Your objective | Copy every line of the records exactly, without including the images.

=== Data listing ===

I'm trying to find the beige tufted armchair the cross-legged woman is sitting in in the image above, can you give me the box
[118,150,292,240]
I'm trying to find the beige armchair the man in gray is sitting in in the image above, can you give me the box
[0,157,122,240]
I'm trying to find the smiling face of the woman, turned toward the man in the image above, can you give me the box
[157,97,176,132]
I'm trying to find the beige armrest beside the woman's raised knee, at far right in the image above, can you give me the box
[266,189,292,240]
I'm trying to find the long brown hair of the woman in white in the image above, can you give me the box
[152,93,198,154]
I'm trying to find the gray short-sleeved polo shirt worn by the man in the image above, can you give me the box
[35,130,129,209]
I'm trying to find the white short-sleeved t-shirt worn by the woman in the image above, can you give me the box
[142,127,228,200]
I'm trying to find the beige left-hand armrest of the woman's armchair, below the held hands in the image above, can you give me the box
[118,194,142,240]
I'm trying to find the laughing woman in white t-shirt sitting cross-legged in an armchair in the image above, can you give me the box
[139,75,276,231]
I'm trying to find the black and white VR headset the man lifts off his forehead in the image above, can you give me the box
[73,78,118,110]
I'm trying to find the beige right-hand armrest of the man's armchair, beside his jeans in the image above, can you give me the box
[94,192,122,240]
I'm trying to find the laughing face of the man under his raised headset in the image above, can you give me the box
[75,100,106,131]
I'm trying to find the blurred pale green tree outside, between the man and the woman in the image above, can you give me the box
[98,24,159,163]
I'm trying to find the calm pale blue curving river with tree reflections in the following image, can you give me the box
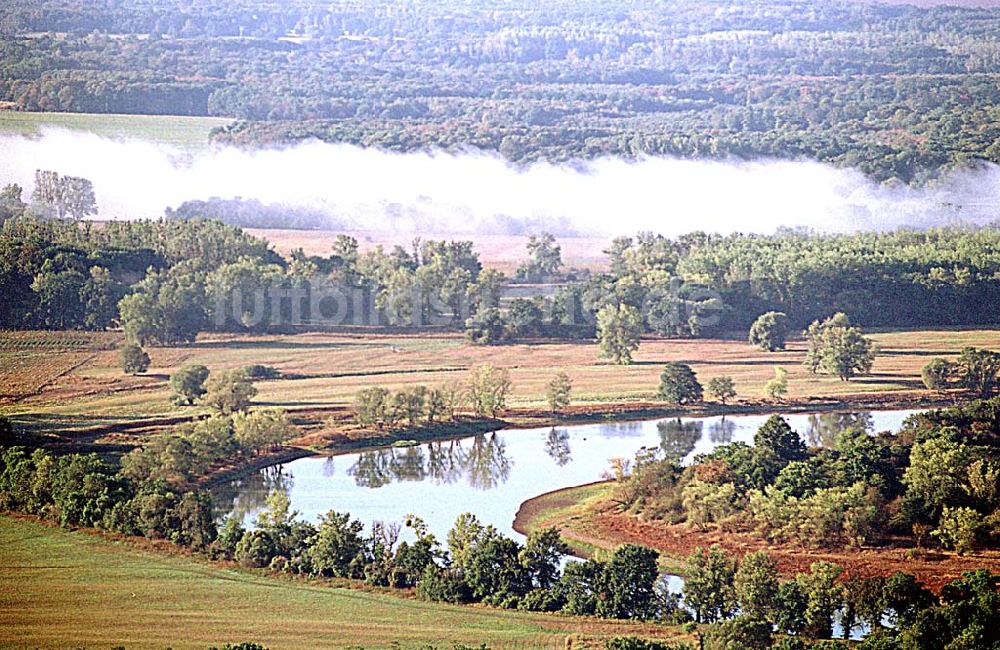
[213,411,916,543]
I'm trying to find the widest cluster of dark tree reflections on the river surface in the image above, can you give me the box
[347,429,512,490]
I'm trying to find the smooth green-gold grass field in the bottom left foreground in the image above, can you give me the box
[0,516,671,650]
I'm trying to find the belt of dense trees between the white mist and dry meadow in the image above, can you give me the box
[0,200,1000,336]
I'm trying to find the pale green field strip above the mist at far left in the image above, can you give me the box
[0,111,230,150]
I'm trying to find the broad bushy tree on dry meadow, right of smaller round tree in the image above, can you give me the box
[804,313,875,381]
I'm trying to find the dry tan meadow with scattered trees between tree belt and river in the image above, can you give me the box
[0,330,1000,443]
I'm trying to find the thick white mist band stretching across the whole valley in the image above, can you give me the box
[0,130,1000,235]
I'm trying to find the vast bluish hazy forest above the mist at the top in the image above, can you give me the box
[0,0,1000,182]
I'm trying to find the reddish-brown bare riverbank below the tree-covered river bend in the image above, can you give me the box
[514,481,1000,592]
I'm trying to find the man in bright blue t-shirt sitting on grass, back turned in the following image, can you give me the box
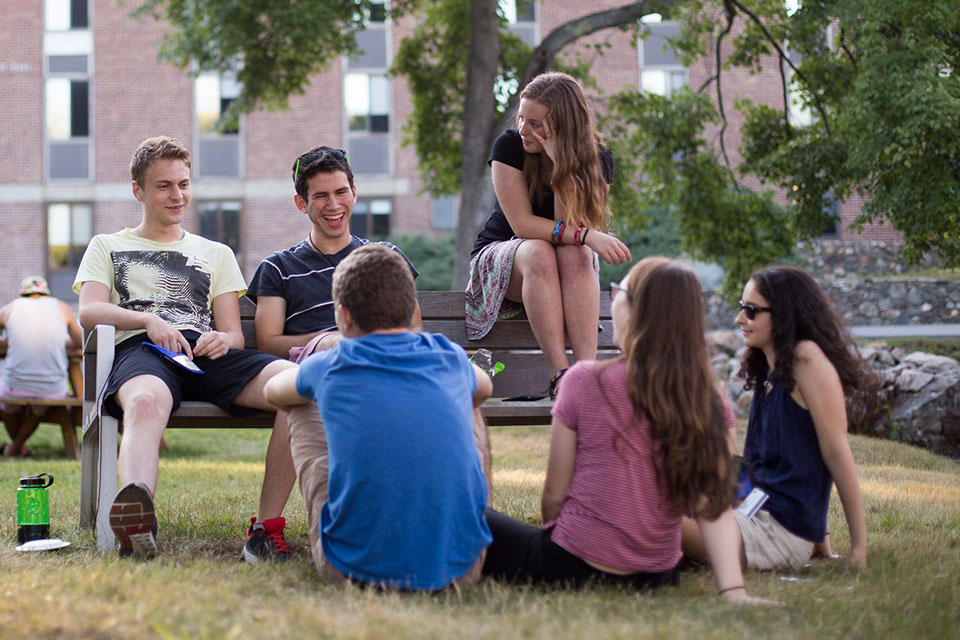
[265,245,493,590]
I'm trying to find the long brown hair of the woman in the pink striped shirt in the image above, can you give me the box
[621,256,733,518]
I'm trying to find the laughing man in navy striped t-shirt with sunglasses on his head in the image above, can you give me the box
[243,147,421,563]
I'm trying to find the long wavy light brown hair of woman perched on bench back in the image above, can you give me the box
[520,72,612,231]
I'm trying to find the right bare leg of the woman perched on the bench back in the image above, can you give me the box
[556,246,600,360]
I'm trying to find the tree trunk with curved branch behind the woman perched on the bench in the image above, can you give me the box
[452,0,652,291]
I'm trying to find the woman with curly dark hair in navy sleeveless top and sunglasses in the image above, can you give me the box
[683,267,867,569]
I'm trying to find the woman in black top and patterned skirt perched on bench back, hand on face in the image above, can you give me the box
[466,73,630,395]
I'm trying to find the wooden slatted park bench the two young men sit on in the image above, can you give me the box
[80,291,616,553]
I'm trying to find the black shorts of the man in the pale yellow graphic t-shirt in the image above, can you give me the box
[104,331,280,420]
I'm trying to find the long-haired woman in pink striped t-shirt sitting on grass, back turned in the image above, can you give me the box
[484,257,770,603]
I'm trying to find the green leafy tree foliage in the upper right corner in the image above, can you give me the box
[612,0,960,294]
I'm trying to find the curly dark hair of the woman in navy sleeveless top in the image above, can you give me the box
[737,266,866,393]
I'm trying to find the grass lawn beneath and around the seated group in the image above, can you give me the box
[0,425,960,640]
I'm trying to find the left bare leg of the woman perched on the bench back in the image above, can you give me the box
[506,240,568,377]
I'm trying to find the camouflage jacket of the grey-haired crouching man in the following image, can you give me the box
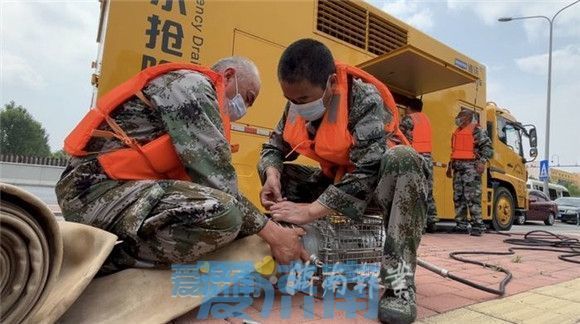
[57,70,266,234]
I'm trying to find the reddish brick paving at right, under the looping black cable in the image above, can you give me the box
[417,230,580,319]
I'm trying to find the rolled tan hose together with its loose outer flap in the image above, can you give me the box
[0,183,117,323]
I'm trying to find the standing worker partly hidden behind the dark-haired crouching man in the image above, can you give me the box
[399,98,439,233]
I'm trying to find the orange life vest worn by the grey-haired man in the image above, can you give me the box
[64,63,230,180]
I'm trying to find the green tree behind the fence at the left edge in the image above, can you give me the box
[0,101,51,157]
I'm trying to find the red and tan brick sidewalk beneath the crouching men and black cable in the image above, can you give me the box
[175,229,580,323]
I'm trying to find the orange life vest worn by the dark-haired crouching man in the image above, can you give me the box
[283,62,409,181]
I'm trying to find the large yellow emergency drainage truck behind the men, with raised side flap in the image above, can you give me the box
[92,0,537,230]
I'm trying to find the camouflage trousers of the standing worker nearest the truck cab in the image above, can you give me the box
[453,160,485,229]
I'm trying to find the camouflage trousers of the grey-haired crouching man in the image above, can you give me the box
[57,180,257,273]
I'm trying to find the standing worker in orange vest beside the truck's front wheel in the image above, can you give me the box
[447,109,493,236]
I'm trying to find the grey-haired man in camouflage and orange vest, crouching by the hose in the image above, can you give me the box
[56,57,305,271]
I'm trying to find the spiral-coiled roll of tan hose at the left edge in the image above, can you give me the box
[0,184,63,323]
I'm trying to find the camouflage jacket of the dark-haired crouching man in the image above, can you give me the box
[258,79,392,217]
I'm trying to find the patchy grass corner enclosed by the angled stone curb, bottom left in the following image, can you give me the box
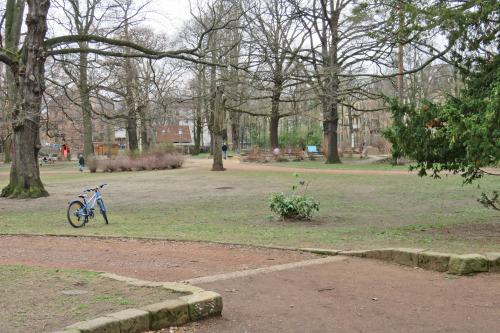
[0,265,180,333]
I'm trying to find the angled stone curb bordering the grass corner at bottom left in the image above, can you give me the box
[54,273,223,333]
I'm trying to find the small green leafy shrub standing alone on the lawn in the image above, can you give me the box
[268,173,319,219]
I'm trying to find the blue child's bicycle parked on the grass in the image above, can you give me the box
[68,184,108,228]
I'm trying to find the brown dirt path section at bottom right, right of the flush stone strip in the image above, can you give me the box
[187,258,500,333]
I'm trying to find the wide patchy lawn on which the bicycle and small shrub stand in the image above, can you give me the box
[0,168,500,253]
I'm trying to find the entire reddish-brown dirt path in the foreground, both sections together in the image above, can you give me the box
[0,236,500,333]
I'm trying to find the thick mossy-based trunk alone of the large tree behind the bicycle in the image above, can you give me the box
[2,0,50,198]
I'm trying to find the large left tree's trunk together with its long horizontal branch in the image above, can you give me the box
[0,0,244,198]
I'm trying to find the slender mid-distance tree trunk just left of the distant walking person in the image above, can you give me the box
[212,86,226,171]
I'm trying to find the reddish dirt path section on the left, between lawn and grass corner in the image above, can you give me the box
[0,236,321,282]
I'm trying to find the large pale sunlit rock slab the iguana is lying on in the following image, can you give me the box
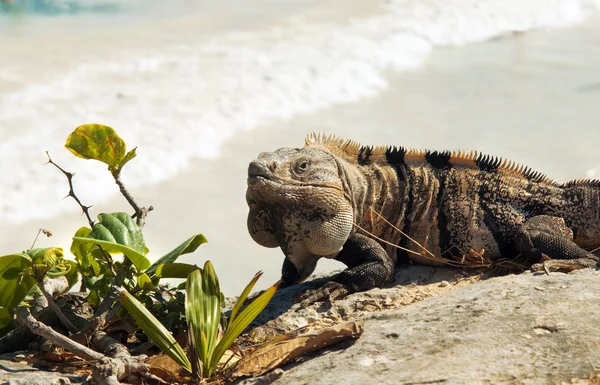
[250,266,600,385]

===

Problem solution |
I'm trying to find the beige tufted armchair the cross-legged woman is sitting in in the image above, can you give me the box
[118,150,292,240]
I'm trying to find the beige armchair the man in gray is sitting in in the image above, can you give me the box
[0,157,122,240]
I'm trying to find the smiling face of the woman, turned toward the man in the image above, can you give me the box
[157,97,176,132]
I'm trying to find the beige armrest beside the woman's raised knee, at far right in the image above, can you give me the box
[266,189,292,240]
I'm trying to find the long brown hair of the woman in white in the image above, can you give me the box
[152,93,198,154]
I'm trying to find the gray short-sleeved polo shirt worn by the man in the image above, can you give me the box
[35,130,129,209]
I'm trying to find the white short-sleeved t-shirt worn by the woman in the image above, can you give me the box
[142,127,228,200]
I'm trying to find the beige left-hand armrest of the woman's armchair, below the held hands in the image above, can you give me the box
[118,194,142,240]
I'm trying to find the laughing woman in white t-shirt sitting cross-legged in an armchair in the image above, can you give me the box
[139,75,276,231]
I'm trying to find the black and white VR headset the man lifts off his forehead in the image above, can you give me the box
[73,78,118,110]
I'm trying to find the beige right-hand armrest of the man's armchair, beside his jeans in the image above, can you give me the box
[94,192,122,240]
I'm trying to find the laughing face of the man under his raised headset in the image above, can you give me the box
[75,100,106,131]
I'm trying to find the blurred pale green tree outside, between the man and the woman in the image above, can you give me the box
[98,24,159,163]
I'm trying to find the calm pale blue curving river with tree reflections in the following image, can you give me the box
[213,411,916,543]
I'm trying to find the widest cluster of dark tree reflections on the river surface in the image above, can you give me the box
[347,429,512,490]
I'm trying to find the smooth green-gold grass field in the bottom left foreground in the image above, can you give me the box
[0,516,671,650]
I'm trying to find the belt of dense trees between the white mist and dry meadow in the image above, can you give me the box
[0,200,1000,336]
I'm trying to find the pale green field strip above the mist at far left in the image above, can you give me the box
[0,111,230,150]
I'm trying to find the broad bushy tree on dry meadow, right of smaller round tree in the image above, can you give me the box
[804,313,875,381]
I'm trying to find the dry tan meadow with scattered trees between tree belt and river in the image above, can you give me the box
[0,330,1000,443]
I'm trying to find the thick white mist band stretching across the whole valley in the image above, can you give me the box
[0,130,1000,235]
I'm trying to find the vast bluish hazy forest above the mist at the top in the image above, can you give me the box
[0,0,1000,182]
I'm trying to find the reddish-brown bare riverbank below the tree-covered river bend in the image above, can you give me the box
[514,481,1000,592]
I'm trying to find the man in bright blue t-shirt sitting on grass, back turned in the following image, can you give me the box
[265,245,493,590]
I'm trying to find the long brown hair of the woman in the pink striped shirt in the image above, can you give me the box
[621,256,733,518]
I'm trying to find the laughing man in navy striped t-shirt with sunglasses on his head in the image above, can you give me the box
[243,147,421,563]
I'm trying to find the long wavy light brown hair of woman perched on bench back in the image above, can you give me the box
[520,72,612,231]
I'm trying to find the right bare leg of the woman perched on the bench back in the image above, can you give me the box
[556,246,600,360]
I'm trying to find the tree trunk with curved branch behind the woman perched on the bench in the image above, can you give me the box
[452,0,652,291]
I'm trying to find the woman with curly dark hair in navy sleeveless top and sunglasses in the image above, can you give me the box
[683,267,867,569]
I'm trying to find the woman in black top and patterned skirt perched on bench back, hand on face in the image above, can you give me the box
[466,73,630,395]
I'm trying to find the wooden slatted park bench the two young men sit on in the image above, can you give me the box
[80,291,616,553]
I'm trying to find the black shorts of the man in the pale yellow graphic t-shirt in the image above, can you give me the box
[104,331,280,420]
I'm trying to find the long-haired woman in pink striped t-shirt sitting on grass, back turned in the image above, can you give me the box
[484,257,770,603]
I'm trying to find the green leafy tree foliage in the upper right corner in the image above, can you give me the box
[612,0,960,294]
I'm trying to find the curly dark hair of the woman in navy sleeveless top in the image above, can you give me the box
[737,266,866,393]
I'm trying to find the grass lawn beneath and around the seated group in the image above, can you give me the box
[0,425,960,640]
I'm trying to find the left bare leg of the woman perched on the bench back in the image above, can you give me the box
[506,240,568,377]
I'm trying to find the camouflage jacket of the grey-haired crouching man in the following image, can you give me the box
[57,70,266,234]
I'm trying to find the reddish brick paving at right, under the looping black cable in the image above, can you give me the box
[417,230,580,319]
I'm trying to find the rolled tan hose together with its loose outer flap in the image above, can you give me the box
[0,183,117,323]
I'm trying to find the standing worker partly hidden behind the dark-haired crouching man in the image above, can you give me the box
[399,98,439,233]
I'm trying to find the orange life vest worn by the grey-haired man in the image above, can you give me the box
[64,63,230,180]
I'm trying to find the green tree behind the fence at the left edge in the image above, can you give me the box
[0,101,51,157]
I'm trying to find the red and tan brick sidewalk beneath the crouching men and black cable in the image above, can you give me the box
[175,229,580,323]
I'm trying to find the orange life vest worn by the dark-haired crouching man in the image above, can you give me the box
[283,62,409,181]
I'm trying to find the large yellow emergency drainage truck behind the men, with raised side flap in the image above, can you give me the box
[92,0,537,230]
I'm trying to find the camouflage trousers of the standing worker nearest the truck cab in the image above, can you give me the box
[453,160,485,229]
I'm trying to find the camouflage trousers of the grey-haired crouching man in the image above, can you give me the box
[57,180,257,273]
I'm trying to find the standing worker in orange vest beside the truck's front wheel in the image above, can you give me the box
[447,109,493,236]
I'm trying to find the grey-haired man in camouflage and orange vest, crouching by the hose in the image above, can you give me the box
[56,57,305,271]
I'm trying to find the spiral-coiled roll of tan hose at the left edge in the image above, can you give me the box
[0,184,63,323]
I'm trying to find the camouflage jacket of the dark-haired crouching man in the image above, can you give me the box
[258,79,392,217]
I'm trying to find the patchy grass corner enclosed by the angled stone curb, bottom left in the following image, can you give me the box
[0,265,180,333]
I'm trying to find the angled stone curb bordering the grass corner at bottom left in the image above, can you give me the box
[54,273,223,333]
I'm trying to find the small green leafy shrub standing alone on the lawn in the image above, can you give me the box
[268,173,319,219]
I'm trying to find the blue child's bicycle parked on the grass in the image above, can you give me the box
[68,184,108,228]
I'm trying to find the brown dirt path section at bottom right, right of the flush stone strip in the image above, can you give me the box
[187,258,500,333]
I'm trying to find the wide patchy lawn on which the bicycle and small shrub stand in the image above, can you give me the box
[0,168,500,253]
I'm trying to find the entire reddish-brown dirt path in the foreground, both sections together in the image above, can you give me the box
[0,236,500,333]
I'm trying to find the thick mossy-based trunk alone of the large tree behind the bicycle in the image above, can you give me the box
[2,0,50,198]
I'm trying to find the large left tree's trunk together with its long horizontal branch in the image above, can you give me the box
[0,0,244,198]
I'm trying to find the slender mid-distance tree trunk just left of the distant walking person in the image above, can you give me the box
[212,86,226,171]
I'm trying to find the reddish dirt path section on the left, between lawn and grass corner in the image above, can you give me the box
[0,236,321,282]
I'm trying to find the large pale sunlit rock slab the iguana is lying on in the following image, can you give me the box
[250,266,600,385]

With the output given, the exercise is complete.